• Goal: Look for the line containing "vegetation in this photo." in the listing below. Retype that line and every subsequent line through the last one, and only those.

• Dataset excerpts:
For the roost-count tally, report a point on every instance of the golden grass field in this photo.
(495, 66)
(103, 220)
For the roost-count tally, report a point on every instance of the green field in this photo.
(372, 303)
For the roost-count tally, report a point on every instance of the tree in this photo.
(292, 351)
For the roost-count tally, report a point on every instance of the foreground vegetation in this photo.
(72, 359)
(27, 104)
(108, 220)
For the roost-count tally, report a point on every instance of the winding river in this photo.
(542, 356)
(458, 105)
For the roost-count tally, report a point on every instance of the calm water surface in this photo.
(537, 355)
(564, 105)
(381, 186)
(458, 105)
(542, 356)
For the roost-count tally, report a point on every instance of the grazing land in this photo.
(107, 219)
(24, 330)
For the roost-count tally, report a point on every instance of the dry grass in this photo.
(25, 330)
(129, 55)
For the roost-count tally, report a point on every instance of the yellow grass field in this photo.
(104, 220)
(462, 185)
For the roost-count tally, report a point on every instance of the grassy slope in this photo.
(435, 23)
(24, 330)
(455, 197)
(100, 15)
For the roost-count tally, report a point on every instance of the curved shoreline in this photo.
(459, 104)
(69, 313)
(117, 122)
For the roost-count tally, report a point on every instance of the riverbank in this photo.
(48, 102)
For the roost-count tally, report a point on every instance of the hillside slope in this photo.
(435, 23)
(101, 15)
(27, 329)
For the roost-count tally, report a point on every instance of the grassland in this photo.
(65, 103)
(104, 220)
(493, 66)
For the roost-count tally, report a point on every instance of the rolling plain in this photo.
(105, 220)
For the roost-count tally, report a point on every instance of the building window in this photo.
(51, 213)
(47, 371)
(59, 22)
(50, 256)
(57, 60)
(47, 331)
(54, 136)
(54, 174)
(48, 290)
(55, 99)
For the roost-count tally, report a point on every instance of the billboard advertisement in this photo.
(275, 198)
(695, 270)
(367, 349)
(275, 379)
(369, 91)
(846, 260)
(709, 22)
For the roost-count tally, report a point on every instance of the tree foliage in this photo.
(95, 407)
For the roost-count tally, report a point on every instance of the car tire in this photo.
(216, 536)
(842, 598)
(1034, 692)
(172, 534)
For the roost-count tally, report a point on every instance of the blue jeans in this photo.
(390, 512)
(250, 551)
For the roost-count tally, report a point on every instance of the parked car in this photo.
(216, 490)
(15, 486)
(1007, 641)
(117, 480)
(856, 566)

• Response:
For the roost-count tally, report a point on every instance of the foreground vegetation in this photo.
(72, 359)
(27, 104)
(108, 220)
For the roost-count tally, report a point on every instance of the winding river in this photo.
(542, 356)
(458, 105)
For the roost-count tally, report a point on every instance of the calm water surface in this photo.
(537, 355)
(564, 105)
(381, 186)
(458, 105)
(542, 356)
For the roost-count tally, report a point on every instance of the grazing land in this photo.
(107, 219)
(24, 330)
For the roost-count tally, report a point on every instance of the dry grass in this photo.
(25, 330)
(129, 55)
For the roost-count tally, report a point on every instance of the yellow grass field in this photo.
(104, 220)
(462, 185)
For the roost-count tally, report a point on every instance of the grassy slope in this photo.
(435, 23)
(24, 330)
(455, 197)
(100, 15)
For the roost-count tally, report a point on every instance of the curved shoreline in this photo.
(459, 104)
(69, 313)
(117, 122)
For the roost-count tally, report a point on every instance of the riverbank in this photo.
(48, 102)
For the roost-count tally, report a point on every instance of the hillside slope in this photo.
(435, 23)
(101, 15)
(27, 329)
For the roost-count tally, report a point on every instance of the grassland in this photo.
(65, 103)
(104, 220)
(493, 66)
For the roost-count tally, report a point on every instance of the rolling plain in this photo.
(105, 220)
For the roost-count tally, report a point on every instance of the building window in this photo.
(51, 213)
(47, 371)
(59, 22)
(50, 256)
(57, 60)
(47, 331)
(54, 136)
(54, 174)
(48, 290)
(55, 99)
For the roost-count tally, report a point on every instance of the billboard advertisement in this photo.
(275, 198)
(695, 270)
(367, 349)
(275, 379)
(369, 91)
(846, 260)
(709, 22)
For the roost-count tally, report a point on every instance of the tree foliage in this photo.
(95, 407)
For the roost-count tally, report a point on every instance of the car tire in this photo.
(216, 536)
(842, 598)
(1034, 692)
(172, 534)
For the roost-count tally, report a point on every instance of the blue jeans in this photo.
(390, 512)
(250, 551)
For the roost-count tally, report a point on every instance of the parked car in this photo.
(216, 490)
(15, 486)
(1007, 641)
(117, 480)
(856, 566)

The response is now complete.